## begin

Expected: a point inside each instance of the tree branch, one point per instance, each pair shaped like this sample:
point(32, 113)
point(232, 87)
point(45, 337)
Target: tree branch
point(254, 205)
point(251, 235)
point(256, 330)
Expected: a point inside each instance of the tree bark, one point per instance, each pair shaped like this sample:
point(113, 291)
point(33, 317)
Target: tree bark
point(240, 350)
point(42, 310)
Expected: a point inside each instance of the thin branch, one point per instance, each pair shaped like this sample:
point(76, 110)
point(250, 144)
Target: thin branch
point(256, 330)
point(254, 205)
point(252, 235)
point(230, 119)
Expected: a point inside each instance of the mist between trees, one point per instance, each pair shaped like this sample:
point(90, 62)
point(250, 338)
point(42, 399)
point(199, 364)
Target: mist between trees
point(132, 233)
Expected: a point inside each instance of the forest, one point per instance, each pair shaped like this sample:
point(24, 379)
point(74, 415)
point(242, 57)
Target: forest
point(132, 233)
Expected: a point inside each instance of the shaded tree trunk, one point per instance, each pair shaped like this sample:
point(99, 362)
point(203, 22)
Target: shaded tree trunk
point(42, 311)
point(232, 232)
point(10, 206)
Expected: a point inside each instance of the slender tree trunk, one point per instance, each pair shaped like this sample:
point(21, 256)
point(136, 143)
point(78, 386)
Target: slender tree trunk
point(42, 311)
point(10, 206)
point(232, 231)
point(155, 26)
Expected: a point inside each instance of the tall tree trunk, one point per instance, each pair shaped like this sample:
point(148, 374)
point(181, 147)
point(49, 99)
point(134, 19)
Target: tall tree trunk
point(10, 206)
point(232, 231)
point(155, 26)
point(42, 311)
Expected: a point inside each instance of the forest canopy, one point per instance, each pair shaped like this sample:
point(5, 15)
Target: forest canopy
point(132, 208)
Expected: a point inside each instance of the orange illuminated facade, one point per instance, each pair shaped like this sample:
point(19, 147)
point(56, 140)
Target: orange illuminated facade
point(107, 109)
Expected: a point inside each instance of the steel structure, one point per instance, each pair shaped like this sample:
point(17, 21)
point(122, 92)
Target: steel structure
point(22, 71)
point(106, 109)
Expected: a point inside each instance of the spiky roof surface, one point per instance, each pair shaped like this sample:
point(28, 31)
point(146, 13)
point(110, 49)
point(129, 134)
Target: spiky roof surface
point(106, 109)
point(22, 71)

## end

*Set problem*
Copy every one of the records above word for word, keeping each line as it is.

*Exercise result*
Expected: a point inside each instance of the tree branch, one point per instance, each pair shaped like this sample:
point(32, 113)
point(232, 87)
point(45, 337)
Target: tree branch
point(254, 205)
point(251, 235)
point(256, 330)
Expected: a point inside each instance of the tree bark, one point per instance, each pair shaped like this sample:
point(113, 291)
point(33, 317)
Target: tree bark
point(240, 350)
point(42, 310)
Expected: a point inside each instance of the thin branch, one point per instance, each pair shaped like this sample:
point(76, 110)
point(250, 144)
Target: thin branch
point(256, 330)
point(254, 205)
point(252, 235)
point(230, 119)
Expected: a point inside each instance of the mist between trees, one point per instance, each pair shaped like this sample:
point(90, 62)
point(250, 338)
point(42, 399)
point(199, 364)
Target: mist between trees
point(132, 233)
Expected: a point inside each instance of the forest, one point per instance, each pair shaped like this sample:
point(24, 379)
point(74, 415)
point(242, 57)
Target: forest
point(132, 233)
Expected: a point inside each instance of the shaded tree trunk, one point per instance, each pair shaped like this sample:
point(99, 362)
point(203, 22)
Target: shaded tree trunk
point(42, 311)
point(232, 232)
point(10, 206)
Expected: a point inside each instance of the slender tree trunk, one point per instance, each pair shaped like this sample:
point(21, 256)
point(136, 143)
point(78, 386)
Target: slender tree trunk
point(42, 311)
point(10, 206)
point(232, 231)
point(155, 26)
Expected: a point inside each instance of the tall tree trunk, one point per instance, each pair shaped like this sample:
point(148, 374)
point(181, 147)
point(49, 99)
point(134, 19)
Target: tall tree trunk
point(10, 206)
point(232, 231)
point(155, 26)
point(42, 311)
Expected: a point inside each instance of the forest canopy, one point per instance, each pair shaped like this sample:
point(5, 15)
Target: forest canopy
point(132, 208)
Expected: a point inside each instance of the orange illuminated facade, one point per instance, each pair shaped like this sample:
point(19, 147)
point(56, 140)
Target: orange illuminated facade
point(107, 109)
Expected: a point inside each instance of the steel structure, one point per instance, each pair shaped like this sample:
point(17, 21)
point(122, 92)
Target: steel structure
point(22, 71)
point(106, 109)
Expected: a point inside each instance of the spiky roof surface, one point per instance, each pair shaped like this sample:
point(28, 31)
point(146, 13)
point(110, 49)
point(129, 134)
Target: spiky roof surface
point(106, 109)
point(22, 71)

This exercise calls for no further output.